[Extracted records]
*****
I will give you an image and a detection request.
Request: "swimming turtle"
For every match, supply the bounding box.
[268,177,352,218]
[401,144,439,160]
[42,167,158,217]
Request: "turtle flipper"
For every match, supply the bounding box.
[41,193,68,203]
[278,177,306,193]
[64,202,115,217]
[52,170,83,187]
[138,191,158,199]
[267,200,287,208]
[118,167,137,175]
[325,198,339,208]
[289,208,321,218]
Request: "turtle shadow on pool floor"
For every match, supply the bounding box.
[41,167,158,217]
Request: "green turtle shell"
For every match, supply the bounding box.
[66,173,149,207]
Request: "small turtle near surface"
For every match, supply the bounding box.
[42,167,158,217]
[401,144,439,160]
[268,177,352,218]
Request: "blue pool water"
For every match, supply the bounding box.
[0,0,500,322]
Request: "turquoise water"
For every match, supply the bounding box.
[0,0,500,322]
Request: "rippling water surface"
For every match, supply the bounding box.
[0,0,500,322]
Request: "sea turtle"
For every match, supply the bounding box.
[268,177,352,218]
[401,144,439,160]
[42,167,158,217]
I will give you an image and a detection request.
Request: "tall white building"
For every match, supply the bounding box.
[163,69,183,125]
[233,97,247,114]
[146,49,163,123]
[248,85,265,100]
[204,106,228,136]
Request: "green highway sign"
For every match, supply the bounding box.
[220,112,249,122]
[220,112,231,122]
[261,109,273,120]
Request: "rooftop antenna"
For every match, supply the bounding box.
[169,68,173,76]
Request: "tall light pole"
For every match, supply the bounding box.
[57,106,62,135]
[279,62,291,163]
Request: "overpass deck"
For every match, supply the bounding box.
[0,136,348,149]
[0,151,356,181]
*****
— Exercise prompt —
Rewrite the entries, from the beginning through the line containing "[261,109,273,120]", as a Markdown table with the columns Row and Line. Number each line and omit any blank lines.

— Right answer —
| Row | Line |
|---|---|
| 1 | I will give you an image and a detection request. |
| 2 | Request: "swimming turtle" |
| 3 | For every match, supply the bounding box. |
| 4 | [268,177,352,218] |
| 5 | [401,144,439,160] |
| 6 | [42,167,158,217] |
| 7 | Request: "turtle flipper" |
| 8 | For every match, supply the bounding box. |
| 9 | [41,193,68,203] |
| 10 | [278,177,306,193] |
| 11 | [64,202,115,217] |
| 12 | [52,170,83,187] |
| 13 | [138,191,158,199] |
| 14 | [267,200,287,208] |
| 15 | [118,167,137,175] |
| 16 | [325,198,339,208] |
| 17 | [289,208,321,218] |
| 18 | Request: "turtle shadow on pool floor" |
| 19 | For every match, supply the bounding box. |
| 20 | [41,167,158,217] |
| 21 | Request: "green turtle shell" |
| 22 | For every match, supply the bounding box. |
| 23 | [66,173,149,207] |
| 24 | Request: "small turtle near surface" |
| 25 | For every match, supply the bounding box. |
| 26 | [42,167,158,217] |
| 27 | [401,144,439,160] |
| 28 | [268,177,352,218] |
| 29 | Request: "blue pool water" |
| 30 | For every match, supply the bounding box. |
| 31 | [0,0,500,322] |
| 32 | Request: "turquoise water" |
| 33 | For every match, supply the bounding box. |
| 34 | [0,0,500,322] |
| 35 | Request: "rippling water surface" |
| 36 | For every match, supply the bounding box. |
| 37 | [0,0,500,322] |
| 38 | Request: "sea turtle" |
| 39 | For every match, supply the bounding box. |
| 40 | [268,177,352,218] |
| 41 | [401,144,439,160] |
| 42 | [42,167,158,217] |
| 43 | I will give you an image and a detection request. |
| 44 | Request: "tall white building" |
| 45 | For every match, supply the bounding box. |
| 46 | [163,69,183,125] |
| 47 | [233,97,247,114] |
| 48 | [146,49,163,123] |
| 49 | [248,85,265,100] |
| 50 | [204,106,228,136] |
| 51 | Request: "green highway sign" |
| 52 | For every match, supply the bounding box. |
| 53 | [220,112,249,122] |
| 54 | [220,112,231,122] |
| 55 | [261,109,273,120] |